::: Supplied material

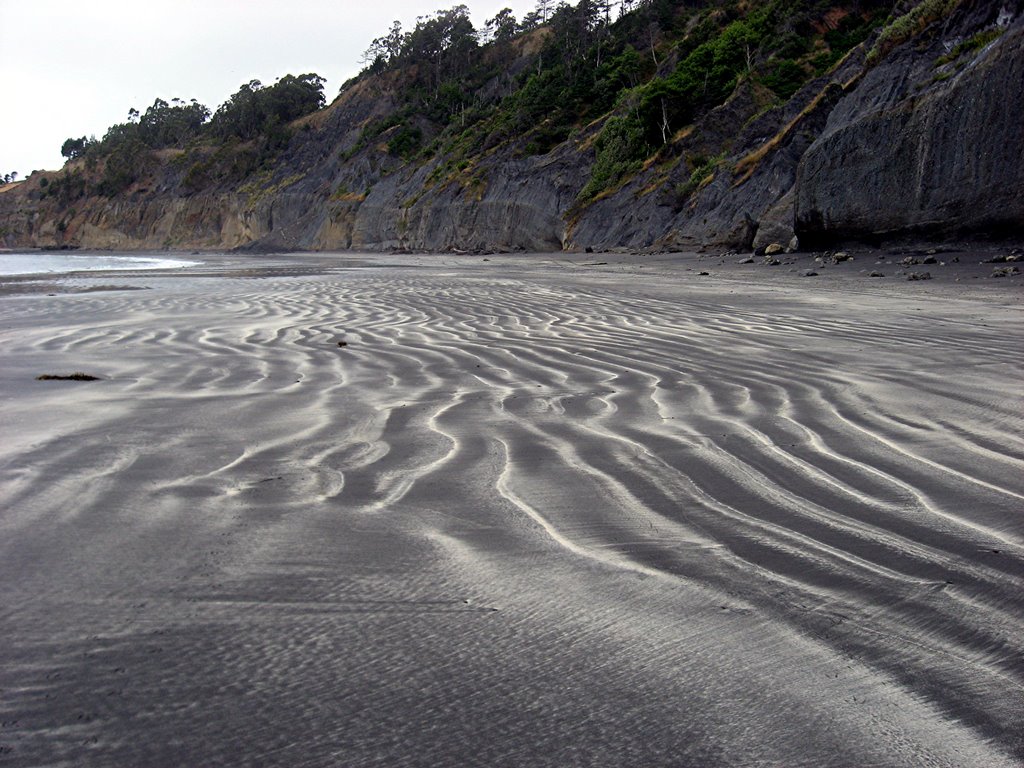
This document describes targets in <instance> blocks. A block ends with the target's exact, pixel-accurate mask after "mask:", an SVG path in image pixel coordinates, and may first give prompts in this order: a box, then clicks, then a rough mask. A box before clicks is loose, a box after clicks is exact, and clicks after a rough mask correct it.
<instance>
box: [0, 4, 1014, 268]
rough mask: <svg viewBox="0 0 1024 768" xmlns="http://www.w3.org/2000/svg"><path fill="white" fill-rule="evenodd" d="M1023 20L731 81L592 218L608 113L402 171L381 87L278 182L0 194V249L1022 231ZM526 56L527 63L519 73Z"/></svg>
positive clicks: (175, 182)
mask: <svg viewBox="0 0 1024 768" xmlns="http://www.w3.org/2000/svg"><path fill="white" fill-rule="evenodd" d="M1022 6H1024V0H1014V1H1013V2H983V1H981V0H962V1H961V2H956V0H941V1H939V0H926V2H923V3H900V4H898V5H897V6H896V7H895V8H894V9H893V11H892V13H891V15H890V18H889V22H888V24H887V25H886V26H880V27H879V28H878V29H877V30H876V32H874V33H873V34H872V35H871V36H869V37H868V38H867V39H865V40H864V41H863V42H861V43H860V44H859V45H857V46H855V47H854V48H852V50H850V51H849V52H848V53H847V54H846V55H845V57H844V58H843V59H842V60H840V61H839V62H838V63H837V65H836V66H834V67H833V68H831V69H830V70H829V71H828V72H827V73H825V74H824V75H821V76H819V77H814V78H813V79H811V80H810V81H809V82H806V84H804V85H803V87H801V88H800V89H799V90H797V91H796V93H794V94H793V95H792V97H790V98H788V99H786V100H785V101H779V100H778V98H776V97H773V96H772V94H771V93H768V92H767V91H766V90H765V88H764V87H763V86H761V85H760V84H759V83H758V82H756V81H755V80H753V79H749V78H748V79H743V78H740V79H739V81H738V84H737V85H736V87H735V89H734V90H733V92H732V94H731V95H730V96H729V97H728V98H727V99H726V100H725V101H724V102H722V103H721V104H720V105H718V106H715V108H714V109H711V110H709V111H707V112H705V113H702V114H700V115H698V116H697V117H696V119H695V121H694V122H693V123H691V124H689V125H687V126H686V127H685V128H684V129H682V130H679V131H677V132H676V133H675V135H674V136H673V137H672V139H671V141H670V142H668V143H667V145H666V147H664V148H662V150H660V151H659V152H658V153H657V155H656V156H654V157H652V158H651V159H650V160H648V161H647V162H646V163H643V164H638V166H637V167H636V168H634V169H633V170H632V171H631V172H630V173H629V174H626V175H625V176H624V177H623V178H622V179H621V180H620V181H618V182H617V183H616V184H613V185H612V186H611V187H609V188H607V189H605V190H603V191H602V193H601V194H599V195H597V196H595V197H593V198H591V199H584V198H582V197H581V191H582V190H583V189H584V188H585V186H586V185H587V184H588V181H589V180H590V179H591V177H592V174H593V169H594V164H595V157H596V150H595V145H596V144H597V142H598V139H599V136H600V133H601V131H602V128H603V126H604V125H605V123H606V121H607V120H608V119H609V118H610V116H611V113H609V115H606V116H604V117H603V118H601V119H600V120H597V121H594V122H592V123H590V124H588V125H584V126H581V127H579V128H578V129H577V130H573V131H572V132H571V133H569V135H568V138H566V139H565V140H562V141H558V142H556V143H555V144H554V145H553V146H552V147H550V148H549V150H547V151H545V152H525V151H524V148H523V141H520V140H517V139H516V137H515V136H513V137H511V138H508V139H505V140H503V141H498V142H497V143H496V144H495V145H493V146H488V145H483V146H475V147H472V148H470V150H468V151H460V152H461V154H459V155H453V153H452V152H445V151H440V152H437V153H435V154H433V155H432V156H429V155H425V154H421V155H419V156H417V158H416V159H415V160H411V159H408V158H402V157H400V156H399V155H396V154H395V153H394V152H393V151H392V150H391V148H390V147H391V146H392V145H391V144H390V143H389V140H390V139H391V138H393V137H394V132H395V131H397V130H399V128H398V127H391V128H390V129H385V130H383V131H381V132H379V133H377V134H376V135H372V136H370V138H369V140H368V130H367V127H368V125H373V124H374V121H380V120H382V119H386V118H387V117H388V116H389V115H391V114H393V113H394V111H395V109H396V105H397V103H398V99H399V88H398V86H397V81H396V80H395V77H394V76H393V75H391V76H388V74H387V73H385V74H384V75H382V76H376V77H368V78H364V79H361V80H360V81H359V82H357V83H356V84H354V85H353V86H352V87H350V88H348V89H347V90H346V91H345V92H344V93H343V94H342V95H341V96H340V97H339V98H338V99H337V100H336V101H335V102H334V103H333V104H331V105H330V106H329V108H327V109H326V110H324V111H322V112H319V113H316V114H314V115H312V116H309V117H307V118H303V119H302V120H301V121H298V123H296V124H295V125H294V126H293V128H294V131H293V134H292V137H291V139H290V142H289V143H288V145H287V147H286V148H285V150H284V151H283V152H282V153H281V154H280V155H279V156H278V157H276V158H275V159H274V161H273V163H272V165H271V166H270V167H269V168H261V169H259V170H258V171H257V172H253V173H250V174H248V175H247V176H246V177H245V178H242V179H239V178H225V177H224V175H223V174H221V175H220V176H218V175H217V173H214V171H215V170H216V169H217V168H218V167H219V166H218V165H217V163H218V162H221V160H218V158H219V157H220V156H218V155H217V154H216V153H215V152H214V150H212V148H211V150H209V151H207V155H203V154H202V151H194V152H193V153H191V154H188V153H185V152H184V151H183V150H182V151H164V152H162V153H160V154H159V157H157V158H156V159H155V160H154V159H152V158H151V159H150V161H148V162H150V164H151V165H150V166H147V171H146V173H145V174H144V175H143V177H142V178H140V179H139V180H138V181H136V182H135V183H133V184H132V185H131V186H130V187H128V188H126V189H124V190H123V191H120V193H119V194H117V195H113V196H108V197H101V196H98V195H94V194H81V195H79V196H78V197H75V196H68V195H63V196H62V197H61V196H55V195H52V194H51V195H47V194H46V188H47V187H49V188H50V189H51V190H52V189H53V188H55V186H54V185H55V184H57V182H58V181H60V174H53V173H36V174H34V175H33V176H32V177H31V178H30V179H29V180H27V181H26V182H23V183H22V184H17V185H14V186H12V187H7V188H6V189H5V190H4V191H2V193H0V238H2V242H3V245H4V246H6V247H11V248H25V247H43V248H54V247H79V248H87V249H118V250H131V249H147V250H148V249H173V250H193V249H216V250H221V249H236V248H250V249H264V250H344V249H364V250H390V249H408V250H424V251H444V250H452V249H457V250H465V251H486V250H526V251H550V250H559V249H568V248H578V249H582V248H594V249H621V248H626V249H671V248H693V247H702V246H707V247H716V248H735V249H750V248H755V249H757V248H763V247H764V246H765V245H767V244H769V243H772V242H778V243H782V244H783V245H785V244H791V245H793V246H794V247H797V246H798V245H803V246H807V247H818V246H821V245H822V244H828V243H834V242H836V241H839V240H844V239H868V240H877V239H884V238H888V237H895V236H915V237H945V236H948V234H950V233H953V234H970V236H981V237H987V236H993V234H1000V233H1005V232H1007V231H1013V230H1014V229H1015V228H1016V227H1020V226H1021V225H1024V130H1022V129H1021V126H1022V125H1024V98H1022V93H1024V12H1022V11H1024V7H1022ZM844 12H845V11H844ZM530 55H531V50H530V49H529V46H528V45H523V46H522V48H521V50H520V51H519V52H518V54H517V56H518V57H517V58H516V59H515V62H514V65H513V69H514V68H515V67H518V68H522V67H528V66H530V61H531V59H530ZM662 66H663V69H664V67H665V65H662ZM488 87H497V86H495V84H494V83H492V84H490V85H489V86H488ZM423 130H424V131H425V132H426V133H427V134H428V135H429V134H430V132H431V130H432V129H431V127H430V125H429V124H428V123H427V122H424V123H423ZM197 153H199V154H198V155H197ZM197 158H199V160H197ZM698 161H702V162H698ZM211 169H213V170H211ZM76 170H78V171H79V172H81V173H83V174H84V173H86V171H85V170H84V169H83V168H82V161H74V162H72V163H70V164H69V167H68V168H66V169H65V170H63V171H62V172H61V173H63V174H65V175H66V176H67V175H68V174H70V173H74V172H75V171H76ZM66 185H67V182H66ZM69 198H70V199H69Z"/></svg>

::::::

**To do:** Leave out all pictures and output each line exactly, from the top of the records through the line that holds "rough mask: <svg".

**Reply to the task:**
This document describes targets in <instance> blocks. A block ends with the target's exact, pixel-accurate mask after "mask:", an SVG path in image pixel coordinates, and may first give prompts in this order: a box, then clicks, then a rough mask. A box before clicks is loose, a box after clicks is exact, and clicks after a rough mask correct it.
<instance>
box: [0, 4, 1014, 268]
rough mask: <svg viewBox="0 0 1024 768" xmlns="http://www.w3.org/2000/svg"><path fill="white" fill-rule="evenodd" d="M1023 20L731 81L592 218L608 113L402 171L381 87L278 182L0 194V249L1022 231ZM526 56L527 63L519 73Z"/></svg>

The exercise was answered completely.